**Problem details**
Your task is to repeat all of the material exactly.

— start Provided data —

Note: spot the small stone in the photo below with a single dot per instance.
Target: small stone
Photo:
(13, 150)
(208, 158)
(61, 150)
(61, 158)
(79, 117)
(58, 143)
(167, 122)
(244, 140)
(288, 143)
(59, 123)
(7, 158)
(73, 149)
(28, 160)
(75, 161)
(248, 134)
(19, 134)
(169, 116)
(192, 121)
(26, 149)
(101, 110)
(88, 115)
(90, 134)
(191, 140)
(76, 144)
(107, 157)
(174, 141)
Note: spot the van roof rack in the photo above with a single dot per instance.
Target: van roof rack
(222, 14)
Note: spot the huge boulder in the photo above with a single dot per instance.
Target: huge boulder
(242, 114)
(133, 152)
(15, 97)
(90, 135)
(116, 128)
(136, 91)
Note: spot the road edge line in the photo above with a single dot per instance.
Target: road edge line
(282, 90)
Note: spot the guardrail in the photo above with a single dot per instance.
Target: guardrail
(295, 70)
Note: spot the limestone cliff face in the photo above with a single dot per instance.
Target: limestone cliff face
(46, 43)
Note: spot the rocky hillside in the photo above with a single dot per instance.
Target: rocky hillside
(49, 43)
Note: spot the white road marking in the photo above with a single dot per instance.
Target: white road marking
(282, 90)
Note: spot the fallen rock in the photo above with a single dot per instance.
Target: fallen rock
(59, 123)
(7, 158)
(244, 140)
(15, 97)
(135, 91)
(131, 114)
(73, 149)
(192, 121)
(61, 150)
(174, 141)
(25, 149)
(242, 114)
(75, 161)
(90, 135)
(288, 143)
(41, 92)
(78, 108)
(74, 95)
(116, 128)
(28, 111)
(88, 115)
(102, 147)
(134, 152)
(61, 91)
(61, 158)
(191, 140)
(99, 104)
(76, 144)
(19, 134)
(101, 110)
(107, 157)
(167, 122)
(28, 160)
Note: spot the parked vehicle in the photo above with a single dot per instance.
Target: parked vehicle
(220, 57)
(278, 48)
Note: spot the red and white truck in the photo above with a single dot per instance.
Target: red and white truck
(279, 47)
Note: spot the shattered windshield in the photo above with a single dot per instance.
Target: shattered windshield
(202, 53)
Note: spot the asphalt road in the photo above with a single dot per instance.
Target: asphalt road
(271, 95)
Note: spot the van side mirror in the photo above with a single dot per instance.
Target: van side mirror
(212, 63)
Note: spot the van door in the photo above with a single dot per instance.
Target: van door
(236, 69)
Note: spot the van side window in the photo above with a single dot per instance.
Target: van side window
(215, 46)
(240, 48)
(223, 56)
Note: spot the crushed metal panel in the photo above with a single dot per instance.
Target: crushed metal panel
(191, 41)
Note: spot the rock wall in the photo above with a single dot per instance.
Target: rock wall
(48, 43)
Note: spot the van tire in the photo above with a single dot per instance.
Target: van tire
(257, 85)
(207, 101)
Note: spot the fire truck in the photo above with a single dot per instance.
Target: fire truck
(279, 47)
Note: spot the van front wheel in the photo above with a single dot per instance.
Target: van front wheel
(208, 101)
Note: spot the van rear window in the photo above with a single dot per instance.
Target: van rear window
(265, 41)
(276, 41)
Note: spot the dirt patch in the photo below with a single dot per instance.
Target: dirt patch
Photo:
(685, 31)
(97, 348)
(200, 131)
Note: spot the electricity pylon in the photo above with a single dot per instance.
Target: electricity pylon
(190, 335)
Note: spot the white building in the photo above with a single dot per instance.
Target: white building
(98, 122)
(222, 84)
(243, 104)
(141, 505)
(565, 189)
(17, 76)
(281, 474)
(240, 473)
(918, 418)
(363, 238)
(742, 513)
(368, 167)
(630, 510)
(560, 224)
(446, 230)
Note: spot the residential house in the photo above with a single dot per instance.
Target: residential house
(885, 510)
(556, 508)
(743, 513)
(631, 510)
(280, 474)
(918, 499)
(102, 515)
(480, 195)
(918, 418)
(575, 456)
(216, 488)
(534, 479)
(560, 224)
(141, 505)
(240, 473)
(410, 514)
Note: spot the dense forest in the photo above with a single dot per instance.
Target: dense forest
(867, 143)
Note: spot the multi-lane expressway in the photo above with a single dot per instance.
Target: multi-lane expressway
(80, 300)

— end Provided data —

**Answer to this task**
Note: spot the small stone in the photo below with a single dot per instance.
Target: small stone
Photo:
(13, 150)
(208, 158)
(61, 150)
(61, 158)
(79, 117)
(58, 143)
(167, 122)
(244, 140)
(288, 143)
(59, 123)
(7, 158)
(73, 149)
(28, 160)
(75, 161)
(248, 134)
(19, 134)
(169, 116)
(192, 121)
(26, 149)
(101, 110)
(88, 115)
(90, 134)
(191, 140)
(76, 144)
(107, 157)
(174, 141)
Note: spot the van roof rack in the photo above with a single dot per instance.
Target: van roof rack
(222, 14)
Note: spot the huge boulder in the photo above with a single dot per instance.
Target: huge boulder
(242, 114)
(133, 152)
(15, 97)
(90, 135)
(116, 128)
(136, 91)
Note: spot the road edge line in the photo above with a single dot per instance.
Target: road edge line
(282, 90)
Note: spot the guardrail in the photo above with a single dot per instance.
Target: guardrail
(295, 70)
Note: spot the limestone cliff face in the photo above with a single dot per instance.
Target: limestone cliff face
(46, 43)
Note: spot the rocky hillside in the photo above with a single dot per instance.
Target: rocky hillside
(49, 43)
Note: spot the white road marking in the photo above with a single dot per instance.
Target: white road marking
(282, 90)
Note: spot the fallen rock in the photo above with a single dot per instance.
Target: fallen rock
(59, 123)
(7, 158)
(244, 140)
(15, 97)
(135, 91)
(131, 114)
(73, 149)
(192, 121)
(61, 150)
(174, 141)
(25, 149)
(242, 114)
(75, 161)
(90, 135)
(288, 143)
(41, 92)
(78, 108)
(74, 95)
(116, 128)
(28, 111)
(88, 115)
(102, 147)
(134, 152)
(61, 91)
(61, 158)
(191, 140)
(99, 104)
(76, 144)
(19, 134)
(101, 110)
(107, 157)
(167, 122)
(28, 160)
Note: spot the parked vehicle in the photo above with a single dot per instance.
Target: parked vehicle
(220, 57)
(278, 48)
Note: spot the red and white truck in the photo above with a single dot per instance.
Target: red and white truck
(279, 47)
Note: spot the shattered windshield in the photo above with a single dot per instance.
Target: shattered windshield
(202, 53)
Note: spot the asphalt road in the photo above with a single dot per instance.
Target: asphalt road
(271, 95)
Note: spot the van side mirror in the photo above with a single dot per instance.
Target: van side mirror
(212, 63)
Note: spot the van door in the photo above with a single dot per instance.
Target: van door
(236, 69)
Note: spot the van side window in the photo above with a single dot per instance.
Target: van side window
(215, 46)
(240, 48)
(223, 56)
Note: spot the crushed metal panel in the photo above with a single dot per instance.
Target: crushed metal panel
(191, 41)
Note: spot the rock wall in the photo above with a single dot per instance.
Target: rock wall
(48, 43)
Note: spot the van tire in the photo above with a single dot per instance.
Target: van tire
(257, 85)
(207, 101)
Note: spot the fire truck in the photo above with a single dot per instance.
Target: fire truck
(279, 47)
Note: spot the van front wheel in the photo above with a single dot per instance.
Target: van front wheel
(208, 101)
Note: spot the van rear window in the photo above with a single dot per instance.
Target: van rear window
(265, 41)
(276, 41)
Note: spot the dirt patch in the photo below with a single dot per instance.
Target: dirt patch
Photo:
(685, 31)
(97, 348)
(200, 131)
Note: spot the electricity pylon in the photo above with a single dot per instance.
Target: electricity pylon
(190, 335)
Note: spot the white building in the photo above with a single dot per instance.
Target: white building
(98, 122)
(222, 84)
(243, 104)
(141, 505)
(565, 189)
(17, 76)
(281, 474)
(240, 473)
(918, 418)
(363, 238)
(742, 513)
(368, 167)
(630, 510)
(560, 224)
(446, 230)
Note: spot the residential house in the photo above with a single dot per instance.
Target: residential house
(885, 510)
(556, 508)
(743, 513)
(631, 510)
(280, 474)
(918, 499)
(102, 515)
(480, 195)
(918, 418)
(575, 456)
(216, 488)
(534, 479)
(560, 224)
(141, 505)
(240, 473)
(410, 514)
Note: spot the dense forest in the photo above with a single dot per instance.
Target: dense forest
(867, 143)
Note: spot the multi-lane expressway in the photo above with a single dot per instance.
Target: multi-lane expressway
(80, 300)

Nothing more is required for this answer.